▶ **TASK DESCRIPTION**:
Write out the entries below in full, exactly as given.

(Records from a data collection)
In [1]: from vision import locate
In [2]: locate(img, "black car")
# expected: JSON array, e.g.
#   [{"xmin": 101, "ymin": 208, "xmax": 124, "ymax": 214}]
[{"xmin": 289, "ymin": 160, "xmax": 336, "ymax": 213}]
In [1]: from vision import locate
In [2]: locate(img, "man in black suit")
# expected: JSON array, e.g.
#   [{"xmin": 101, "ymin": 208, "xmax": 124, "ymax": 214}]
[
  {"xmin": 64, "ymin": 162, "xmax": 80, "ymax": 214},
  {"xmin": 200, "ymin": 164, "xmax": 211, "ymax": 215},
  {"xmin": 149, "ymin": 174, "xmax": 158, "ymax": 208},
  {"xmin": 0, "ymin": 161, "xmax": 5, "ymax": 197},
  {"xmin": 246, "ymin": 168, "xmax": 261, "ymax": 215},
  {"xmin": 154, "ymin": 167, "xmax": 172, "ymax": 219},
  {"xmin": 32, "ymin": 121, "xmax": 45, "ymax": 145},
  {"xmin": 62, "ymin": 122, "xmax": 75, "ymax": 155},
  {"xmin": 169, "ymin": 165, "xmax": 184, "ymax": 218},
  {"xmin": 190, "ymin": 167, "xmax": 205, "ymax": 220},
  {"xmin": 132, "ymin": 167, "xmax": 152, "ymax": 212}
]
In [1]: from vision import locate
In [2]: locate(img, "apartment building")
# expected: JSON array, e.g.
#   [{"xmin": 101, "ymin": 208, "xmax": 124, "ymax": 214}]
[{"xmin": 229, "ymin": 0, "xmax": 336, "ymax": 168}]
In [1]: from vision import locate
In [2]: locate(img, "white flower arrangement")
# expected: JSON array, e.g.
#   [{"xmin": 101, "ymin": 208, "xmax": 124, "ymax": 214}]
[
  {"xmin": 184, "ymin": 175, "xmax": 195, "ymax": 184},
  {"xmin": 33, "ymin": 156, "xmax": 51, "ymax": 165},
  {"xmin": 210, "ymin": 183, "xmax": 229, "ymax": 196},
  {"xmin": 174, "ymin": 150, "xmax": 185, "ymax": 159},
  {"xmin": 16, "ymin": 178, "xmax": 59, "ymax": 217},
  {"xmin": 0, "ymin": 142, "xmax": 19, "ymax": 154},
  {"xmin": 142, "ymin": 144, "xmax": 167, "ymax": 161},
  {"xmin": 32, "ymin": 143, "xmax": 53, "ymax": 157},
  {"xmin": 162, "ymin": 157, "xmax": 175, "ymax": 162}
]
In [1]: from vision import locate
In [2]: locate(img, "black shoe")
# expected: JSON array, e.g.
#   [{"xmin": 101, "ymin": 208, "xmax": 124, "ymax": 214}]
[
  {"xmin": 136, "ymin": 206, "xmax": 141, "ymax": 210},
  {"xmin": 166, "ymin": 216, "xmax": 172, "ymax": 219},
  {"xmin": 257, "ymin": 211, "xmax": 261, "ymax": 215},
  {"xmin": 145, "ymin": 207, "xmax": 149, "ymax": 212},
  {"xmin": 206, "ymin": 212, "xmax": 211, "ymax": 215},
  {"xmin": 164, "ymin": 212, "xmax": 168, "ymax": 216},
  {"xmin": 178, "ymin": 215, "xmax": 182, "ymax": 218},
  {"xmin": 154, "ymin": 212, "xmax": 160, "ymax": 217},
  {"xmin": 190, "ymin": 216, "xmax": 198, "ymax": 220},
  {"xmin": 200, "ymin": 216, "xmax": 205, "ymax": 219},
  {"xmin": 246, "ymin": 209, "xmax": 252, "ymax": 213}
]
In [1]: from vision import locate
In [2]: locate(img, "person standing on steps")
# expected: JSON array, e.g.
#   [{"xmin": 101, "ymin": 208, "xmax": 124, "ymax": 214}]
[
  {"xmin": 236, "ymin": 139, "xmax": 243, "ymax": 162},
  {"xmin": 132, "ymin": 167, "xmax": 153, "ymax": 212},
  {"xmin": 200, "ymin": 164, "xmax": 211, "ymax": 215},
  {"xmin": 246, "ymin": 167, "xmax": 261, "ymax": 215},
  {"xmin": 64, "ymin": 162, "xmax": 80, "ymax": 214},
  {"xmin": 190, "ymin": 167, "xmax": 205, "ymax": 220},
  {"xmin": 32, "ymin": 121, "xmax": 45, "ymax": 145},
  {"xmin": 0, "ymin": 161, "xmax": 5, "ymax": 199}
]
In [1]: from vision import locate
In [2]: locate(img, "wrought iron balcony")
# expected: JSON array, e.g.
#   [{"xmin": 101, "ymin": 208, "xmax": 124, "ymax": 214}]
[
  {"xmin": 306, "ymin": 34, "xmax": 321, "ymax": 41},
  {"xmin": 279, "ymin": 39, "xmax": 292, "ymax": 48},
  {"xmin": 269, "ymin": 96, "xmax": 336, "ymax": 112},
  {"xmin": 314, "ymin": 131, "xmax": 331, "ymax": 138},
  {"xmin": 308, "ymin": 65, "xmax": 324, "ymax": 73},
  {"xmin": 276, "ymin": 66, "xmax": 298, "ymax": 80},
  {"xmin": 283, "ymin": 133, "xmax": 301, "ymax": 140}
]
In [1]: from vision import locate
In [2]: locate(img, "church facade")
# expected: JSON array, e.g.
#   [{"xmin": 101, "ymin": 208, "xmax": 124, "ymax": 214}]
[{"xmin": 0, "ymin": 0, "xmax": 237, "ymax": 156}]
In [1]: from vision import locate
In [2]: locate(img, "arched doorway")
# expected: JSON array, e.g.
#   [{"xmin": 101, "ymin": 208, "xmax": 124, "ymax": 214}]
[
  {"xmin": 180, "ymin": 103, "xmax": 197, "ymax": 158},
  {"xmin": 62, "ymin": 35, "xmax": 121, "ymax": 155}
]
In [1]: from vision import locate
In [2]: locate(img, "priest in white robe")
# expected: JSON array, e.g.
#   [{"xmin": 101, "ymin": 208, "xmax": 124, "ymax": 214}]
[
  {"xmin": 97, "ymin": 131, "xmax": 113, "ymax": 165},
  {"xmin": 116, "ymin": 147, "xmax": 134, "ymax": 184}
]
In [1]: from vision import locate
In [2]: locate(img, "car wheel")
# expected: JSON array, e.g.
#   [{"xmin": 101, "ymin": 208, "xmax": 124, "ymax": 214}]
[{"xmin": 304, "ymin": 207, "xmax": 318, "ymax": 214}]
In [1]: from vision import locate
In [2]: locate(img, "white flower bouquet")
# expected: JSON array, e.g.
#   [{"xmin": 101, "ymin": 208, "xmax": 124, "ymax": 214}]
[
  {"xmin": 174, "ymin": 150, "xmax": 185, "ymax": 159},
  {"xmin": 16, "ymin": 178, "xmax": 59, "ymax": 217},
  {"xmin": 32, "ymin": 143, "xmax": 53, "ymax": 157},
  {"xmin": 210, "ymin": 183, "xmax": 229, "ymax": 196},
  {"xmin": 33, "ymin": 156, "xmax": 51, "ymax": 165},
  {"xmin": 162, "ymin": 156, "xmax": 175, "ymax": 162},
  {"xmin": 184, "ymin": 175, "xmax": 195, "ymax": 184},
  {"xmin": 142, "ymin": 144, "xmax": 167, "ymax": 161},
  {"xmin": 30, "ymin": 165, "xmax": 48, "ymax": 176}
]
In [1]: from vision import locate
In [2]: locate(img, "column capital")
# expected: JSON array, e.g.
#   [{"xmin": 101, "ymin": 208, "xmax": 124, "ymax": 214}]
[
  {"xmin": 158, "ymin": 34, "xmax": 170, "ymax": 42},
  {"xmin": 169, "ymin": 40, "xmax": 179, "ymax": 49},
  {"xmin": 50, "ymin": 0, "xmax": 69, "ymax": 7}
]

▶ **TASK SOLUTION**:
In [1]: from vision import locate
In [2]: locate(img, "black car")
# expected: JSON array, e.g.
#   [{"xmin": 101, "ymin": 208, "xmax": 124, "ymax": 214}]
[{"xmin": 289, "ymin": 160, "xmax": 336, "ymax": 213}]
In [1]: from vision import locate
In [2]: locate(img, "man in black suit")
# expected: JSON array, e.g.
#   [{"xmin": 101, "ymin": 208, "xmax": 124, "ymax": 214}]
[
  {"xmin": 64, "ymin": 162, "xmax": 80, "ymax": 214},
  {"xmin": 200, "ymin": 164, "xmax": 211, "ymax": 215},
  {"xmin": 149, "ymin": 174, "xmax": 158, "ymax": 208},
  {"xmin": 0, "ymin": 161, "xmax": 5, "ymax": 197},
  {"xmin": 246, "ymin": 168, "xmax": 261, "ymax": 215},
  {"xmin": 154, "ymin": 167, "xmax": 172, "ymax": 219},
  {"xmin": 32, "ymin": 121, "xmax": 45, "ymax": 145},
  {"xmin": 62, "ymin": 122, "xmax": 75, "ymax": 155},
  {"xmin": 169, "ymin": 165, "xmax": 184, "ymax": 218},
  {"xmin": 190, "ymin": 167, "xmax": 205, "ymax": 220},
  {"xmin": 132, "ymin": 167, "xmax": 152, "ymax": 212}
]
In [1]: from vision import locate
In [2]: locate(img, "apartment building")
# expected: JSON array, e.g.
#   [{"xmin": 101, "ymin": 208, "xmax": 124, "ymax": 214}]
[{"xmin": 229, "ymin": 0, "xmax": 336, "ymax": 168}]
In [1]: from vision import locate
In [2]: locate(img, "white flower arrangement")
# expected: JSON array, e.g.
#   [{"xmin": 101, "ymin": 208, "xmax": 124, "ymax": 214}]
[
  {"xmin": 184, "ymin": 175, "xmax": 195, "ymax": 184},
  {"xmin": 33, "ymin": 156, "xmax": 51, "ymax": 165},
  {"xmin": 210, "ymin": 183, "xmax": 229, "ymax": 196},
  {"xmin": 174, "ymin": 150, "xmax": 185, "ymax": 159},
  {"xmin": 16, "ymin": 178, "xmax": 59, "ymax": 217},
  {"xmin": 0, "ymin": 142, "xmax": 19, "ymax": 154},
  {"xmin": 142, "ymin": 144, "xmax": 167, "ymax": 161},
  {"xmin": 32, "ymin": 143, "xmax": 53, "ymax": 157},
  {"xmin": 162, "ymin": 157, "xmax": 175, "ymax": 162}
]
In [1]: from vision import locate
In [2]: locate(img, "black shoe")
# expected: JSON array, e.g.
#   [{"xmin": 101, "ymin": 208, "xmax": 124, "ymax": 214}]
[
  {"xmin": 136, "ymin": 206, "xmax": 141, "ymax": 210},
  {"xmin": 166, "ymin": 216, "xmax": 172, "ymax": 219},
  {"xmin": 257, "ymin": 211, "xmax": 261, "ymax": 215},
  {"xmin": 145, "ymin": 207, "xmax": 149, "ymax": 212},
  {"xmin": 206, "ymin": 212, "xmax": 211, "ymax": 215},
  {"xmin": 164, "ymin": 212, "xmax": 168, "ymax": 216},
  {"xmin": 178, "ymin": 215, "xmax": 182, "ymax": 218},
  {"xmin": 154, "ymin": 212, "xmax": 160, "ymax": 217},
  {"xmin": 190, "ymin": 216, "xmax": 198, "ymax": 220},
  {"xmin": 200, "ymin": 216, "xmax": 205, "ymax": 219},
  {"xmin": 246, "ymin": 209, "xmax": 252, "ymax": 213}
]
In [1]: from vision import locate
In [2]: locate(img, "person standing on steps")
# expected: JSON array, e.g.
#   [{"xmin": 101, "ymin": 208, "xmax": 124, "ymax": 214}]
[
  {"xmin": 236, "ymin": 139, "xmax": 243, "ymax": 162},
  {"xmin": 132, "ymin": 167, "xmax": 153, "ymax": 212},
  {"xmin": 200, "ymin": 164, "xmax": 211, "ymax": 215},
  {"xmin": 246, "ymin": 167, "xmax": 261, "ymax": 215},
  {"xmin": 64, "ymin": 162, "xmax": 80, "ymax": 214},
  {"xmin": 190, "ymin": 167, "xmax": 205, "ymax": 220},
  {"xmin": 32, "ymin": 121, "xmax": 45, "ymax": 145},
  {"xmin": 0, "ymin": 161, "xmax": 5, "ymax": 199}
]
In [1]: from vision import locate
In [2]: locate(img, "wrought iron balcony")
# expected: JSON array, e.g.
#   [{"xmin": 101, "ymin": 208, "xmax": 124, "ymax": 214}]
[
  {"xmin": 306, "ymin": 34, "xmax": 321, "ymax": 41},
  {"xmin": 279, "ymin": 39, "xmax": 292, "ymax": 48},
  {"xmin": 269, "ymin": 96, "xmax": 336, "ymax": 112},
  {"xmin": 314, "ymin": 131, "xmax": 331, "ymax": 138},
  {"xmin": 308, "ymin": 65, "xmax": 324, "ymax": 73},
  {"xmin": 276, "ymin": 66, "xmax": 298, "ymax": 80},
  {"xmin": 283, "ymin": 133, "xmax": 301, "ymax": 140}
]
In [1]: from vision import locate
In [2]: locate(img, "church facade")
# expected: JSON array, e.g.
#   [{"xmin": 101, "ymin": 208, "xmax": 124, "ymax": 214}]
[{"xmin": 0, "ymin": 0, "xmax": 237, "ymax": 156}]
In [1]: from vision import locate
In [2]: locate(img, "arched doorway")
# expected: JSON array, e.g.
#   [{"xmin": 101, "ymin": 208, "xmax": 124, "ymax": 214}]
[
  {"xmin": 180, "ymin": 103, "xmax": 197, "ymax": 158},
  {"xmin": 62, "ymin": 35, "xmax": 121, "ymax": 155}
]
In [1]: from vision import locate
In [2]: locate(img, "priest in white robe")
# expected: JSON array, e.g.
#   [{"xmin": 101, "ymin": 208, "xmax": 124, "ymax": 214}]
[
  {"xmin": 97, "ymin": 131, "xmax": 113, "ymax": 165},
  {"xmin": 116, "ymin": 147, "xmax": 134, "ymax": 184}
]
In [1]: from vision import locate
In [2]: locate(img, "car wheel")
# expected: JSON array, e.g.
#   [{"xmin": 101, "ymin": 208, "xmax": 124, "ymax": 214}]
[{"xmin": 304, "ymin": 207, "xmax": 318, "ymax": 214}]
In [1]: from vision import locate
In [2]: locate(img, "white flower bouquet")
# expected: JSON array, e.g.
#   [{"xmin": 101, "ymin": 208, "xmax": 124, "ymax": 214}]
[
  {"xmin": 174, "ymin": 150, "xmax": 185, "ymax": 159},
  {"xmin": 16, "ymin": 178, "xmax": 59, "ymax": 217},
  {"xmin": 32, "ymin": 143, "xmax": 53, "ymax": 157},
  {"xmin": 210, "ymin": 183, "xmax": 229, "ymax": 196},
  {"xmin": 33, "ymin": 156, "xmax": 51, "ymax": 165},
  {"xmin": 162, "ymin": 156, "xmax": 175, "ymax": 162},
  {"xmin": 184, "ymin": 175, "xmax": 195, "ymax": 184},
  {"xmin": 142, "ymin": 144, "xmax": 167, "ymax": 161},
  {"xmin": 30, "ymin": 165, "xmax": 48, "ymax": 176}
]
In [1]: from vision import locate
In [2]: locate(img, "column capital")
# expected: JSON array, e.g.
#   [{"xmin": 101, "ymin": 208, "xmax": 124, "ymax": 214}]
[
  {"xmin": 158, "ymin": 34, "xmax": 170, "ymax": 42},
  {"xmin": 169, "ymin": 40, "xmax": 179, "ymax": 49},
  {"xmin": 50, "ymin": 0, "xmax": 69, "ymax": 7}
]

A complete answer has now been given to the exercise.